What is required: Lines in which "seat" appears should be pulled from the data below.

Exercise data:
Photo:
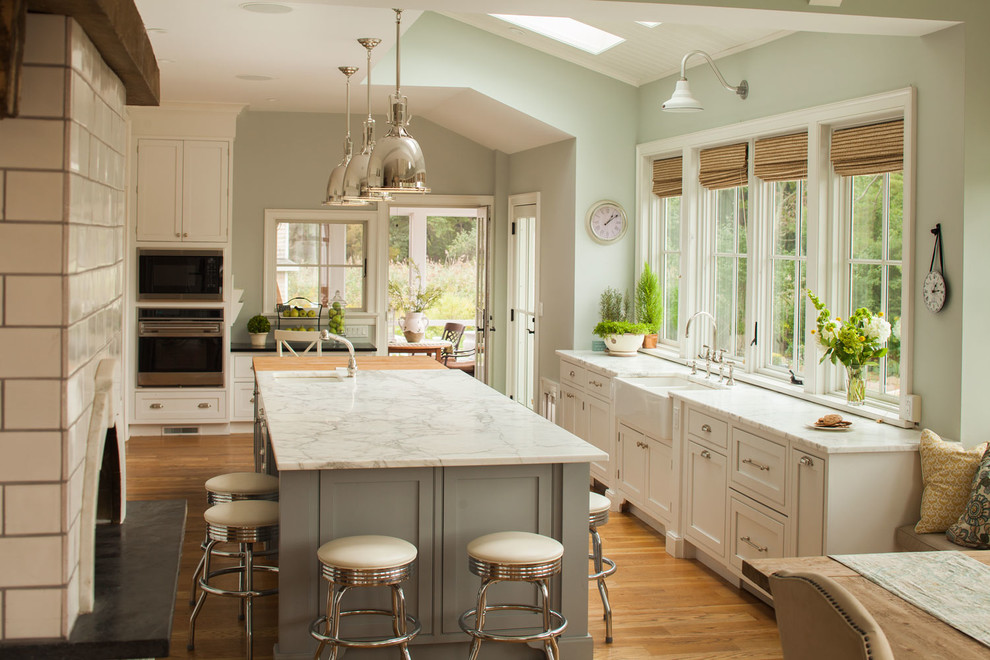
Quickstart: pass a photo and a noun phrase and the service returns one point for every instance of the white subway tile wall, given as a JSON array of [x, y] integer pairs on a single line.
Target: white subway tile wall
[[63, 173]]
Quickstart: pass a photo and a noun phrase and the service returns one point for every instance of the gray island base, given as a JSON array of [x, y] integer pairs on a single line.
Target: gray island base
[[436, 458]]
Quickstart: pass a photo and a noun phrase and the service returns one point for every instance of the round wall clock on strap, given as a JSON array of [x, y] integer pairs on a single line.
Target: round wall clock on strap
[[607, 221], [934, 290]]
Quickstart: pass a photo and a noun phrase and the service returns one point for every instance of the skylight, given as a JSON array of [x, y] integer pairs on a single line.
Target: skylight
[[566, 30]]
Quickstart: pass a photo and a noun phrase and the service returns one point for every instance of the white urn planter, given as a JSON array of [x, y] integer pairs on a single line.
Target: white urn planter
[[413, 326], [624, 345]]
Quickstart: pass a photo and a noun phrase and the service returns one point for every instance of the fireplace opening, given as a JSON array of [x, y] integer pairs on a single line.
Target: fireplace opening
[[108, 492]]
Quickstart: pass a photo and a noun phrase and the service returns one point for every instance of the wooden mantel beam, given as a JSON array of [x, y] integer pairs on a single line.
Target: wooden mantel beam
[[116, 29]]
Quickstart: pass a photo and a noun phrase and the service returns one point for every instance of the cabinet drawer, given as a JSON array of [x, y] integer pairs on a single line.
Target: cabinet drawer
[[598, 384], [244, 367], [573, 374], [168, 407], [243, 402], [753, 533], [708, 429], [758, 467]]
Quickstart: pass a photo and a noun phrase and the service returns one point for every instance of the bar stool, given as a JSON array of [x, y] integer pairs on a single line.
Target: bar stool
[[245, 522], [232, 487], [365, 561], [515, 557], [598, 506]]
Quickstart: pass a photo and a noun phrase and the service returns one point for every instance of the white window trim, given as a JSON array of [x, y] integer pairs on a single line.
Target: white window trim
[[823, 270], [370, 219]]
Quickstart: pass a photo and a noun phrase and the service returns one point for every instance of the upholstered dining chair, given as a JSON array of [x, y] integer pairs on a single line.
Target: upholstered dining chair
[[819, 619]]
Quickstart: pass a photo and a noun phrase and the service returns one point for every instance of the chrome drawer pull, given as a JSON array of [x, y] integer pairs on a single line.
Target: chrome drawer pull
[[759, 548], [755, 464]]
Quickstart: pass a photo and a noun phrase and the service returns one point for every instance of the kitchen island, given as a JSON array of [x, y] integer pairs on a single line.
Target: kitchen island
[[431, 456]]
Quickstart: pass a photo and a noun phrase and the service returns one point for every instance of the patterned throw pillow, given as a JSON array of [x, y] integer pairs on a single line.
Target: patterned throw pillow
[[947, 470], [973, 528]]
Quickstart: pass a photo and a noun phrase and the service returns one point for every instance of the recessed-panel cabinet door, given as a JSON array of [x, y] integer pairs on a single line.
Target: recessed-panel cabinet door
[[159, 190]]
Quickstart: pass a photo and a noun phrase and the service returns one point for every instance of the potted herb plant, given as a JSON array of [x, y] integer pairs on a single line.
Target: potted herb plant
[[855, 342], [414, 300], [259, 326], [622, 337], [649, 305]]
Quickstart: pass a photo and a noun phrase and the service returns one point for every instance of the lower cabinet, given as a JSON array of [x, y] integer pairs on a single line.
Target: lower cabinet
[[705, 498]]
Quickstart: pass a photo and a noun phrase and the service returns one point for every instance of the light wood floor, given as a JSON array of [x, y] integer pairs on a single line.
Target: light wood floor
[[663, 607]]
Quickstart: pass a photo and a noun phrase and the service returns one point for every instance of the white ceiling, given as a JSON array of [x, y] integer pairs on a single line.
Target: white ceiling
[[203, 45]]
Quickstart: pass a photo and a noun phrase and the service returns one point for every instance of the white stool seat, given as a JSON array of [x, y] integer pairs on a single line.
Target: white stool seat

Answer area:
Quickstart: pass a photo and a noun phrase and the service returns one point for every instance of the white stool seat, given as a JSON array of [x, y] integer pairs on a single line.
Target: white stool seat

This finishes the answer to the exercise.